#### SOURCE DOCUMENT

# Forum Home Renovation Painting  Painting PVC pipe

## cas.crash25

I'd like to change the colour of my PVC piping on the exterior of the house. What is the best type of paint to use, and what kind of preparation is required?
Thanks  :Biggrin:

----------


## Danny

I clean it then use ESP, then outdoor paint. Has always worked well.

----------


## cas.crash25

Thanks Danny, ifyou saw the colour my pipes are now, I'm sure you would understand my desire to change them  :Smilie: 
Is any outdoor paint OK? Or is there one in particular that you have used?

----------


## Danny

I'm not a painter but l work with small PVC pressure pipe and 100 mm pipe that we use for first flush units. We always paint the first flush pipe and the regulations now state that PVC pressure pipe should be painted if exposed to UV. Others on this forum would know better than me what the better quality paints are but l always use Solar Guard simply because l know the name.  
I have 3 highly exposed painted flush units, 2 on a west wall (including a painted 90 mm PVC downpipe) at my home and they have changed very little in appearance over the past 4-5 years. They are a colour called merino. I don't know if using the ESP helps but l first came across it when l wanted to paint some plastic panels and the paint held on those really well.

########
#### ENTRIES

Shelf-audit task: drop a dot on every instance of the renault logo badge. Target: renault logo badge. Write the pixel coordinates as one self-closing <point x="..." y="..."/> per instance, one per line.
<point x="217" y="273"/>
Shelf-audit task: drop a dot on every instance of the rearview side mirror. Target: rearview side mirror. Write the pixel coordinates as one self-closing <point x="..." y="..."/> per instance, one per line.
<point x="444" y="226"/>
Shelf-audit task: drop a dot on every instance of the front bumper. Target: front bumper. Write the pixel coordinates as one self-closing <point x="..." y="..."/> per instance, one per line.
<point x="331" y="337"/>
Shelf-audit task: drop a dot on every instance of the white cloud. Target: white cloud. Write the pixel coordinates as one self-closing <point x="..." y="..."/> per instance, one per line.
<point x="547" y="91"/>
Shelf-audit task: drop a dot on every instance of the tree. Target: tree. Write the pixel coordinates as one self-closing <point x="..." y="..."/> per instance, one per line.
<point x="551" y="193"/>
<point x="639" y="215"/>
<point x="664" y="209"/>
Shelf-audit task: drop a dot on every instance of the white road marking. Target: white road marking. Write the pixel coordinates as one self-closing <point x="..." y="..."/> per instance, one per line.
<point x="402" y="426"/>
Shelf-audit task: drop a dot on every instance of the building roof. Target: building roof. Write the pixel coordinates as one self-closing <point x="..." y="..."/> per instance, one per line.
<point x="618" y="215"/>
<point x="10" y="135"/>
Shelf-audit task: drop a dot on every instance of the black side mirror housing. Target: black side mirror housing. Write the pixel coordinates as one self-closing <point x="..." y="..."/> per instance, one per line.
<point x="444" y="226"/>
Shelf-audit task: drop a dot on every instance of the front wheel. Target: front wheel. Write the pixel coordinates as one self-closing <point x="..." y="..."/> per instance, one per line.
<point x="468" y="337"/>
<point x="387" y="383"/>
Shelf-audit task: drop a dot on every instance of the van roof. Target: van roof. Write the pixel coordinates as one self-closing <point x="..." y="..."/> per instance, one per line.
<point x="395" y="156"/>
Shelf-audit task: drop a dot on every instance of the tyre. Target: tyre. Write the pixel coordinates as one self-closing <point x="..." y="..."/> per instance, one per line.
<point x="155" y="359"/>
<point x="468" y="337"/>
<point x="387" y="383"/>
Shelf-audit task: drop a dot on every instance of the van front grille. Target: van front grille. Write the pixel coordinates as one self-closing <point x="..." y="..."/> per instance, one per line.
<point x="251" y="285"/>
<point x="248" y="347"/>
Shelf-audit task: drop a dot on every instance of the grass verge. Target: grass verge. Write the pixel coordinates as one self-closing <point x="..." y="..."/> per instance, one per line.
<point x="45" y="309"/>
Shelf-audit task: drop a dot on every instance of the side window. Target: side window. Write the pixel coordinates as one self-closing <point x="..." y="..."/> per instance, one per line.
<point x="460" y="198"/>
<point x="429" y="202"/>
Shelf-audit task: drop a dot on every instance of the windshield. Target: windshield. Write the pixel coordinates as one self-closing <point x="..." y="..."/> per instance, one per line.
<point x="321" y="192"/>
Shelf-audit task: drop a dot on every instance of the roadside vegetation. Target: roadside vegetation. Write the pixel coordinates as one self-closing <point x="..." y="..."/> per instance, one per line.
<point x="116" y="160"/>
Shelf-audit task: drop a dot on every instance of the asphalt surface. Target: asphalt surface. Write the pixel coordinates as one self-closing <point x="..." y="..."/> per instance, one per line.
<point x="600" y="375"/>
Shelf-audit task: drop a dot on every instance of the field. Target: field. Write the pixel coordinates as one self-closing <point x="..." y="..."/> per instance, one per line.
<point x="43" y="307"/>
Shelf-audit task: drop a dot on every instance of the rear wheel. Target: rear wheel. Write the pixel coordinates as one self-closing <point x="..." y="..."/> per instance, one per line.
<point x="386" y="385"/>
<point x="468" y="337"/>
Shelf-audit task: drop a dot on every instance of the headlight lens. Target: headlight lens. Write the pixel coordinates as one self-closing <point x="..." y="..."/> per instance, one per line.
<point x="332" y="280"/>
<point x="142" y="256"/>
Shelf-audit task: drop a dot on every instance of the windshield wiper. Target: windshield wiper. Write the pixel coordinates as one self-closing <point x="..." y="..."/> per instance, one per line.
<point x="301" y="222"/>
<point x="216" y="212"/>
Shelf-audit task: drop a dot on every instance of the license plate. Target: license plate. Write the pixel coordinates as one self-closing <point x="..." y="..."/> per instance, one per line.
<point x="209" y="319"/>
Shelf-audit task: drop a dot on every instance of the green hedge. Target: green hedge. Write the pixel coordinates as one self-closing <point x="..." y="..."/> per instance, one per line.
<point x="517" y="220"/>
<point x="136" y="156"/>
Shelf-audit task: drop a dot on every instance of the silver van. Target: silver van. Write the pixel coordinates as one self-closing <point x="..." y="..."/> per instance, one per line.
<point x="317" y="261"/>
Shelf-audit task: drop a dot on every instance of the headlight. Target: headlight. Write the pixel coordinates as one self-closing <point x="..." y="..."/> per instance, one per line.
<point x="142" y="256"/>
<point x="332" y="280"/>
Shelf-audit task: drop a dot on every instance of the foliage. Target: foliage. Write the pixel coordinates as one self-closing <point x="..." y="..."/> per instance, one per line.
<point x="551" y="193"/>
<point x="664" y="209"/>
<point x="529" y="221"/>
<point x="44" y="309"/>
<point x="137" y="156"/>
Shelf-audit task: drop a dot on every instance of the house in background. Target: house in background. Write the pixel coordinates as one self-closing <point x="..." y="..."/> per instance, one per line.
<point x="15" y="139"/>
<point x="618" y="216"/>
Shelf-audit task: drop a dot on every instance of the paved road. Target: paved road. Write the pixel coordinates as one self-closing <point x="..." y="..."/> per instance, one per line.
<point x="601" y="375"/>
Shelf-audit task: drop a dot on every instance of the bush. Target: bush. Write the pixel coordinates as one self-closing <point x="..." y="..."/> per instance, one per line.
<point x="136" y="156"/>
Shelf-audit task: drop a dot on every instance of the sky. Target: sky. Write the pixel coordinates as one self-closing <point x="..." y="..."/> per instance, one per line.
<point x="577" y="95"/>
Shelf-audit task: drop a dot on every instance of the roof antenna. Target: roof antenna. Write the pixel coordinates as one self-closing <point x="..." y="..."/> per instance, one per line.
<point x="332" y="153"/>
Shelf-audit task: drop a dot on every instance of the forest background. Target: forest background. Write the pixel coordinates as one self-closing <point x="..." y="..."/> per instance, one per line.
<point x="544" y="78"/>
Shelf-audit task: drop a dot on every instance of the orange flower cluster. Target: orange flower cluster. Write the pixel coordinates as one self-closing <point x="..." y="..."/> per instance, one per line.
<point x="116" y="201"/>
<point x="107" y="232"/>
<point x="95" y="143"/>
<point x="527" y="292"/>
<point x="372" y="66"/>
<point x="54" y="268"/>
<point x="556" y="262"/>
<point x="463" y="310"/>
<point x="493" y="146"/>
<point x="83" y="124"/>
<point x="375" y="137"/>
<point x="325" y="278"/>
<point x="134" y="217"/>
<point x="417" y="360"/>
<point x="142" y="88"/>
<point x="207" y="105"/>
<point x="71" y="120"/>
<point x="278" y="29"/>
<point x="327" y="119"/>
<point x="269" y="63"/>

########

■ OBJECTIVE ■
Can you pick up the forum thread on painting PVC pipe and continue it from the end of its last post?

■ RESULT ■
Sorry l can't give a professional opinion.

----------


## stevoh741

Normal acrylic house paint is fine. For virgin PVC I just lightly sand with 180grit or similar to take of the gloss then paint. The new acrylics are self priming and work fine. As yours are already painted I'd just paint straight over top of unless it is over existing enamal then use an oil based undercoat before acrylic.

----------


## cas.crash25

Cheers guys, I am far more enlightened now - had not a clue before. I reckon I'll give the Solagard a go.

----------


## nww1969

I had a heap of heritage red rustguard oil based left over must be 15 years now and still looks like new
but yeah solargard should also be ok.

----------


## Outdamnspot!

I've always "primed" new PVC before painting by wiping over with acetone, but I'm not so sure now if that's necessary?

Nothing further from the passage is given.